◆ Exercise
Print the items below unchanged, character for character, leaving out the pictures.

## begin

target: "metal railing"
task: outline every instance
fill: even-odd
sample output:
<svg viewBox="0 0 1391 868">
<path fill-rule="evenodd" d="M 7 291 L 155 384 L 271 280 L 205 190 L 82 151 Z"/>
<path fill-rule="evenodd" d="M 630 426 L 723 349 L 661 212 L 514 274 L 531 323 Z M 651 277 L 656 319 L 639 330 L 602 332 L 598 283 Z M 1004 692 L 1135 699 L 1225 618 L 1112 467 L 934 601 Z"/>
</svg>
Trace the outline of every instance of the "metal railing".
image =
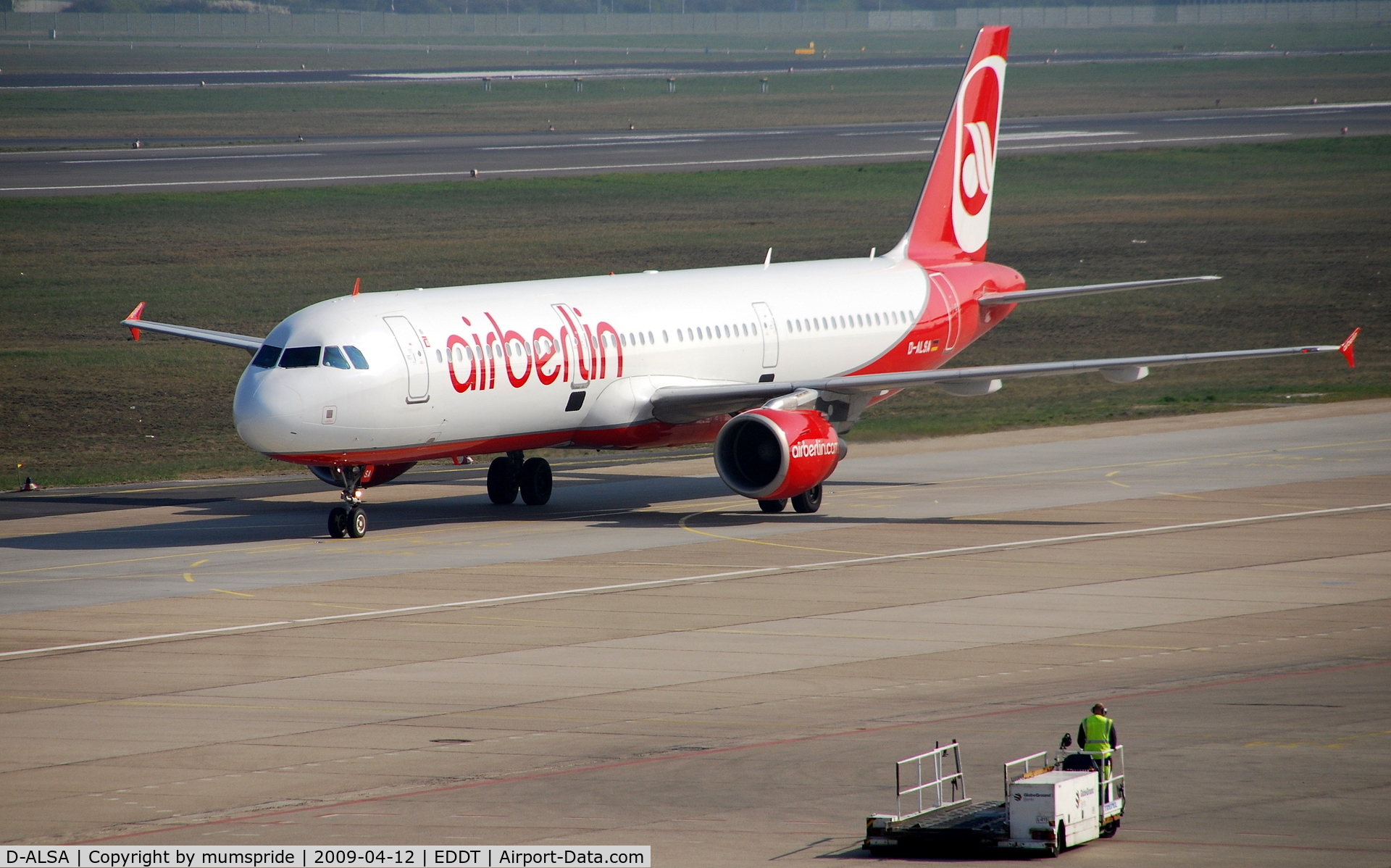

## end

◆ Worked solution
target: "metal railing"
task: outline every instance
fill: even-odd
sample output:
<svg viewBox="0 0 1391 868">
<path fill-rule="evenodd" d="M 7 291 L 155 384 L 271 280 L 205 190 L 82 151 Z"/>
<path fill-rule="evenodd" d="M 630 426 L 723 349 L 661 212 L 514 274 L 531 323 Z M 651 277 L 656 319 L 639 330 L 602 332 L 598 283 Z M 1004 692 L 1135 699 L 1225 618 L 1112 467 L 934 601 Z"/>
</svg>
Trace the outline of every instance of the "metal railing".
image =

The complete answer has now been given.